── THE DATA

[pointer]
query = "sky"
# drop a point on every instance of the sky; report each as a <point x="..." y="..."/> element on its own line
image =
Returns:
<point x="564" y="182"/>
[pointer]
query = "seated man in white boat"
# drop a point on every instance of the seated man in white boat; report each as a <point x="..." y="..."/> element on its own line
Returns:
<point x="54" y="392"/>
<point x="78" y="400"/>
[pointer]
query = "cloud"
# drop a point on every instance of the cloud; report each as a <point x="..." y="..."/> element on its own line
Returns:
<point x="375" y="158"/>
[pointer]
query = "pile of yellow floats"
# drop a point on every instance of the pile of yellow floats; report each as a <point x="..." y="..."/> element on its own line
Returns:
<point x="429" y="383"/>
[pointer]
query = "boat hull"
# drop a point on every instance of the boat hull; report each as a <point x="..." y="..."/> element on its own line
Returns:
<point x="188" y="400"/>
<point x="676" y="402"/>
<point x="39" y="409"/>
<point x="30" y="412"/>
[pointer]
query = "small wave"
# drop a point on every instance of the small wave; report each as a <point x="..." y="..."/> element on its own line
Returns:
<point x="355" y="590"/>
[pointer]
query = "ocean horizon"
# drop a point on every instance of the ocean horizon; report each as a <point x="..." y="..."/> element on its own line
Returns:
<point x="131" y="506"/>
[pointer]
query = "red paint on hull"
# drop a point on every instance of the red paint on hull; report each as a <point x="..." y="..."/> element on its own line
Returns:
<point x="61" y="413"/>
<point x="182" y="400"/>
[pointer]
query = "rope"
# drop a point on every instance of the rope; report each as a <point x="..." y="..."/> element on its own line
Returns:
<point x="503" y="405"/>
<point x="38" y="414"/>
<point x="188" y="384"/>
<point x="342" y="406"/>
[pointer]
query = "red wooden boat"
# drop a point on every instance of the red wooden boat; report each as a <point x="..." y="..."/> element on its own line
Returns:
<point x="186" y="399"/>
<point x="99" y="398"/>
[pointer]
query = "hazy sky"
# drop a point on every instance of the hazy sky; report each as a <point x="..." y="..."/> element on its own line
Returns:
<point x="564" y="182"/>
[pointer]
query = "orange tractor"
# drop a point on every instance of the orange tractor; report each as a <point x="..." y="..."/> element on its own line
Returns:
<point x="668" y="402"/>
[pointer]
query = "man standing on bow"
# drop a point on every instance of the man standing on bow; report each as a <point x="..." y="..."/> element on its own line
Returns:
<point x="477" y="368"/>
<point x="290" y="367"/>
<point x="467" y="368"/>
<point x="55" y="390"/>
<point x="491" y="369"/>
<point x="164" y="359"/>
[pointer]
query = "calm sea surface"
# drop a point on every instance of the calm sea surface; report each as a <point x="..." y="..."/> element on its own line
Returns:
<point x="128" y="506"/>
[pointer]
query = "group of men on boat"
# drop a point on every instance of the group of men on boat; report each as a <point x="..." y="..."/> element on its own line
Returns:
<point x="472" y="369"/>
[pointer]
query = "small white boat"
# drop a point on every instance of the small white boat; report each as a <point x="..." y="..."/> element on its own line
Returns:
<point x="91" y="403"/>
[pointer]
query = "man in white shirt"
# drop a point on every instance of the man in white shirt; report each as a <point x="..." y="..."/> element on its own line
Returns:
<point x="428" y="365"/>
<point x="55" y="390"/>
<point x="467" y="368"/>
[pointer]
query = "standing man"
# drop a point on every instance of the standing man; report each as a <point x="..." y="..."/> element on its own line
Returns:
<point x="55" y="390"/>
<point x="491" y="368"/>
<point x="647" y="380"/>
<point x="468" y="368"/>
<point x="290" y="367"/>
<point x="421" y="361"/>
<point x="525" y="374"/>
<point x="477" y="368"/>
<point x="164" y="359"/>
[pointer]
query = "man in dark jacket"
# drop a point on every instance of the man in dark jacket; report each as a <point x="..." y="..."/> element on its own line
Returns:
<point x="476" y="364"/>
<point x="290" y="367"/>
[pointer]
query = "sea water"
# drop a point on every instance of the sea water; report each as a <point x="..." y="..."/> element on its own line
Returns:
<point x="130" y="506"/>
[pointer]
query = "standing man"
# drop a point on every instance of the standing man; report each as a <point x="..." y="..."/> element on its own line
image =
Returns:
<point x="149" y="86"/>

────

**YOUR GOAL**
The records above need to be returned in full, with nothing altered.

**RESPONSE**
[pointer]
query = "sky"
# drop a point on every instance of the sky; report each as a <point x="..." y="..."/> element on its own line
image =
Returns:
<point x="564" y="182"/>
[pointer]
query = "seated man in white boat"
# drop a point on every instance of the seated man in white boat; report each as a <point x="..." y="..."/> element on its own line
Returns:
<point x="54" y="392"/>
<point x="78" y="400"/>
[pointer]
query = "cloud"
# drop a point on every instance of the cloud; report each as a <point x="..." y="..."/> element on its own line
Returns:
<point x="375" y="158"/>
[pointer]
query = "pile of yellow floats"
# drop a point on every instance of the pile of yellow floats; report each as a <point x="..." y="..."/> element on its own line
Returns:
<point x="429" y="383"/>
[pointer]
query = "boat hull"
# drop a point on every instance of the boat hull; report each as a <point x="..." y="..."/> element on its own line
Returns:
<point x="188" y="400"/>
<point x="676" y="402"/>
<point x="39" y="409"/>
<point x="30" y="412"/>
[pointer]
query = "small wave"
# drop a point on every instance of the small wave; report each as a <point x="..." y="..."/> element on its own line
Returns:
<point x="355" y="590"/>
[pointer]
query = "ocean horizon"
# drop a point on every instance of the ocean horizon; report each as a <point x="..." y="..."/> element on its own line
Returns:
<point x="131" y="506"/>
[pointer]
query = "red paint on hull"
# drop a point on every instance of the red paint on hull; report each as a <point x="..." y="..."/> element on its own line
Returns:
<point x="61" y="413"/>
<point x="182" y="400"/>
[pointer]
query = "rope"
# drop a point on every instance of the rope; report each as a <point x="..." y="..."/> element on its own line
Returns:
<point x="503" y="405"/>
<point x="38" y="414"/>
<point x="188" y="384"/>
<point x="342" y="406"/>
[pointer]
query = "red wooden boat"
# drop a point on every instance of the red wooden boat; report each as a <point x="..." y="..."/> element on its own line
Returns:
<point x="186" y="399"/>
<point x="99" y="398"/>
[pointer]
query = "hazy sky"
# drop a point on every instance of the hazy sky; report each as a <point x="..." y="..."/> element on its own line
Returns:
<point x="564" y="182"/>
[pointer]
query = "orange tractor"
# drop a point on every instance of the orange tractor; report each as a <point x="..." y="..."/> element on its own line
Returns:
<point x="668" y="402"/>
[pointer]
query = "man standing on bow"
# drop a point on every instance of the man standing on bow; report each as a <point x="..." y="..."/> element on its own line
Returns:
<point x="477" y="368"/>
<point x="290" y="367"/>
<point x="467" y="368"/>
<point x="55" y="390"/>
<point x="491" y="369"/>
<point x="164" y="359"/>
[pointer]
query = "calm sea surface"
# drop a point on every instance of the calm sea surface; report each as a <point x="..." y="..."/> element on its own line
Returns:
<point x="128" y="506"/>
[pointer]
query = "group of men on boat"
# drop a point on every instance of the group of men on boat; report each as a <point x="..." y="..."/> element on its own line
Returns:
<point x="472" y="369"/>
[pointer]
query = "small white boat"
# drop a point on every instance of the small white boat; report each as a <point x="..." y="..."/> element on its own line
Returns:
<point x="91" y="403"/>
[pointer]
query = "man in white shirt"
# drop a point on every instance of the man in white shirt; report each as a <point x="..." y="..."/> element on its own line
Returns:
<point x="428" y="365"/>
<point x="55" y="390"/>
<point x="467" y="368"/>
[pointer]
query = "standing man"
# drop a point on every instance of the standing man; report each as a <point x="..." y="..."/> element on its own line
Returns:
<point x="55" y="390"/>
<point x="491" y="368"/>
<point x="647" y="380"/>
<point x="468" y="368"/>
<point x="290" y="367"/>
<point x="421" y="361"/>
<point x="525" y="374"/>
<point x="477" y="368"/>
<point x="164" y="359"/>
[pointer]
query = "man in dark jacket"
# drop a point on every instance of the man in dark jacket; report each as a <point x="..." y="..."/> element on its own line
Returns:
<point x="476" y="364"/>
<point x="290" y="367"/>
[pointer]
query = "sea water"
# drop a point on every instance of the sea water; report each as a <point x="..." y="..."/> element on its own line
Returns:
<point x="130" y="506"/>
[pointer]
query = "standing man"
# drop a point on every instance of the standing man; report each as a <point x="..." y="..."/> element on its own line
image =
Returns:
<point x="149" y="86"/>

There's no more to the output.